> [TASK INSTRUCTIONS]: Range to output from the entries below: the line containing "Identify the small" through the line containing "Identify the snowy". Set it down exactly, ends included, nothing else.

> [GIVEN INFORMATION]:

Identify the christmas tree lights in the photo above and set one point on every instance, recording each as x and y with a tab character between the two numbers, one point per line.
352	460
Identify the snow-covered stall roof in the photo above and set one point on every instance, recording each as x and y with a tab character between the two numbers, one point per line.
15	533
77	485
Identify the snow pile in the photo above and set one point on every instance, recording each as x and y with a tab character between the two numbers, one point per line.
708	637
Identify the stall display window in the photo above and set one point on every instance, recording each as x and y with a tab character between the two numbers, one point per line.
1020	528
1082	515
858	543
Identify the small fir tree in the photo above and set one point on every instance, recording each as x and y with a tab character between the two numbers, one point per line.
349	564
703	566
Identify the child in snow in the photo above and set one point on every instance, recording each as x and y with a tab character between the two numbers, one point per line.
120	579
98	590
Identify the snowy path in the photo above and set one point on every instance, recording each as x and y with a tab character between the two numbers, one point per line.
---
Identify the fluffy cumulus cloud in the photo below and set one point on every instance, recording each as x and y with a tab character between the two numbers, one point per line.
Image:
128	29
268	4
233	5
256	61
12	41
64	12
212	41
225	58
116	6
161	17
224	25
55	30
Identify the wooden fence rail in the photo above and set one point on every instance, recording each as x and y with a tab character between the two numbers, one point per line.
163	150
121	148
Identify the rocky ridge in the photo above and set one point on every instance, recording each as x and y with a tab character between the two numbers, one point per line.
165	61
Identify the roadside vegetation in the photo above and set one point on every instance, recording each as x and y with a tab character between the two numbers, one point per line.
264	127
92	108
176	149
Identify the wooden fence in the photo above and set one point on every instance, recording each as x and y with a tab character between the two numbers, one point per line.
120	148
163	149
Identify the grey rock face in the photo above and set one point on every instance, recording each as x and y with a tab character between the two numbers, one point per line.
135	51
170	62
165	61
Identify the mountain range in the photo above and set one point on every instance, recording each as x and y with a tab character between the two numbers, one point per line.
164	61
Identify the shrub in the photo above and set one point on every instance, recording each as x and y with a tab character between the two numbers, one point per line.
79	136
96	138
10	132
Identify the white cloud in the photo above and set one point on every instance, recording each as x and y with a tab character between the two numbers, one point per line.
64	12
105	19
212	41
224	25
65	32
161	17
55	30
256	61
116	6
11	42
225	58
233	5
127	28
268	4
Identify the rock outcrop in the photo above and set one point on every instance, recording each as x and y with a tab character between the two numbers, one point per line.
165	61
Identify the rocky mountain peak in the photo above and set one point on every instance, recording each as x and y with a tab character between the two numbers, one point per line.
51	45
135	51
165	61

> [RESPONSE FOR THIS EXERCISE]:
Identify the small fir tree in the photo above and set one point on every instance, recording each as x and y with a tab character between the two numbers, one point per line.
349	564
703	566
Identify the child in snow in the photo above and set one point on every instance, recording each as x and y with a tab character between the two numbers, one point per line.
120	579
98	590
Identify the snowy path in the photo above and set one point on every instance, recording each as x and y with a tab character between the two numbers, one point per line.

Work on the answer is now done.